Tareas —
(1) En el relato «Un Ademán», ¿quién enseñó las palabras en guaraní con las que se responde al barrendero del Municipio?
(2) Prosigue el relato «Un Ademán» a partir de su última oración.

Sección de texto —
Un Ademán

Un Ademán

 

Flotar con el alma cuando sueño, me ayuda a no desesperar cuando despierto. Con las primeras horas del día transito el inefable dolor de cintura, la jalea real y las dispares noticias de un mundo vertiginoso, las asumo como algunas de las cosas que me hacen sentir vivo. A poco de vestirme busco una manera práctica de situarme en la realidad con bajo margen de conflicto. 

Suspiro con atinada suavidad y entonces la búsqueda se transforma en movimiento, saco la bolsa de basura y aprovecho para hablar con los perros de la cuadra que acuden a mi llamado más para olfatear la bolsa que para saludarme, pero aun así con ellos hago catarsis desde que Sultán un día partió hacia su Olimpo y ahora seguro anda corriendo entre la caballería de Atila.

También hablo con el barrendero del Municipio que, a la misma hora de siempre, mientras mueve sus elementos de trabajo con singular destreza me saluda con letanías de salmos y frases mundanas a los que respondo con algunas palabras en guaraní que me enseñó mi abuela Gerónima cuya traducción excede alegremente el doble sentido.

Registros almacenados
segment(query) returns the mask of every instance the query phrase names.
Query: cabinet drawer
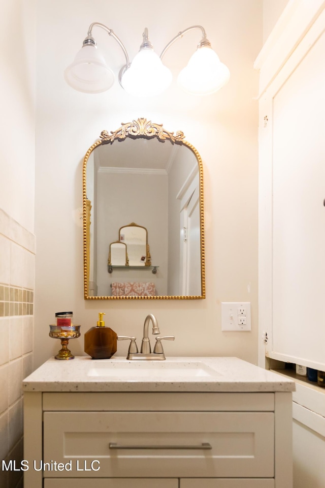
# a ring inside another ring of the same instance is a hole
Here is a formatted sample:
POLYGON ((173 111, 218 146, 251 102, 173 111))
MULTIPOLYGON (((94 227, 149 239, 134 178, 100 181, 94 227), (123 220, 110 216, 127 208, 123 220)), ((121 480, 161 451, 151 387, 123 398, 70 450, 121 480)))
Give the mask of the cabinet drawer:
POLYGON ((44 488, 178 488, 177 478, 45 478, 44 488))
POLYGON ((272 478, 274 432, 272 412, 46 412, 44 459, 73 477, 272 478))
POLYGON ((179 488, 274 488, 271 478, 193 478, 180 480, 179 488))

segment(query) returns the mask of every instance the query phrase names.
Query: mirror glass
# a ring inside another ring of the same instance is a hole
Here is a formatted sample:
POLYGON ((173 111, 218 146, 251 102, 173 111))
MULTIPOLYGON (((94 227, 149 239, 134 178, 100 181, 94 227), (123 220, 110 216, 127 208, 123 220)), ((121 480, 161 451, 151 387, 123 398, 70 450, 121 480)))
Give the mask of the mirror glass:
POLYGON ((147 262, 147 229, 133 223, 121 227, 120 241, 124 242, 127 250, 129 266, 150 266, 147 262))
POLYGON ((108 265, 128 266, 126 244, 119 241, 112 242, 110 244, 108 265))
POLYGON ((85 298, 205 298, 203 188, 182 132, 103 131, 83 163, 85 298))

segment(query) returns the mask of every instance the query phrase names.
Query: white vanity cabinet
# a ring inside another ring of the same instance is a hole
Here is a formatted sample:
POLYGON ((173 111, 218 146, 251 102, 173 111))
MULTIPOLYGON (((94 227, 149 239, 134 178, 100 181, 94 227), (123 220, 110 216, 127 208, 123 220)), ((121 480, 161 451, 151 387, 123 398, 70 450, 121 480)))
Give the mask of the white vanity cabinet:
POLYGON ((291 398, 26 391, 24 488, 290 488, 291 398))

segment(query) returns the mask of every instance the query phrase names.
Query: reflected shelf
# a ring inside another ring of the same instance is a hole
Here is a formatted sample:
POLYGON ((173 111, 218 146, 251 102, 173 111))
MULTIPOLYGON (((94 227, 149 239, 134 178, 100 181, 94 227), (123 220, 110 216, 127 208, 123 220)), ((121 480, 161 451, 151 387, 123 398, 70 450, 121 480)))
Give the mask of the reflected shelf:
POLYGON ((118 266, 109 264, 108 269, 110 274, 113 272, 114 268, 118 268, 119 269, 151 269, 152 274, 155 274, 158 267, 158 266, 118 266))

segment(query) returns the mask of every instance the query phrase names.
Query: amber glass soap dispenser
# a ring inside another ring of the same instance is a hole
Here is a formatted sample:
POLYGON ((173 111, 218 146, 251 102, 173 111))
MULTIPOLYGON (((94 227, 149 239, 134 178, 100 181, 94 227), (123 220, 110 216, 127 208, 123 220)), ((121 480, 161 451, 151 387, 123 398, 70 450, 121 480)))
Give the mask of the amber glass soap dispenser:
POLYGON ((108 359, 117 350, 117 336, 103 320, 100 313, 97 327, 92 327, 85 333, 85 352, 93 359, 108 359))

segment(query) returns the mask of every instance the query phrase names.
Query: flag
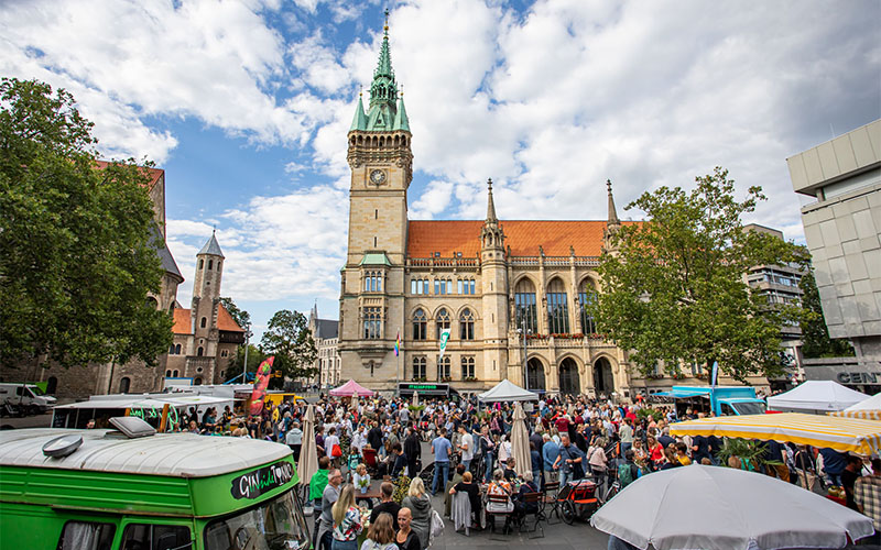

Respuestas esperadas —
(1) La abuela Gerónima.

(2)
Durante el desayuno la búsqueda me lleva a construir recuerdos. Cuando me fui a Buenos Aires a estudiar después de mi egreso de la Escuela secundaria las distancias se paliaban con cartas -enviadas y recibidas- los seres queridos y los amigos que quedaron en la Patria chica fueron los que ayudaron a sumar hojas de papel escritas a mano en una caja de zapatos. 

Las que recibía de mis padres y de mi abuela respondían al relato de sus rutinas y de su interés por que me vaya bien en mis estudios. En realidad, yo esperaba con mucha ansiedad las respuestas de mis amigos que descubrían el mundo universitario, me contaban sus ideas revolucionarias mezcladas con detalles de sus escarceos con la belleza femenina y la música lenta.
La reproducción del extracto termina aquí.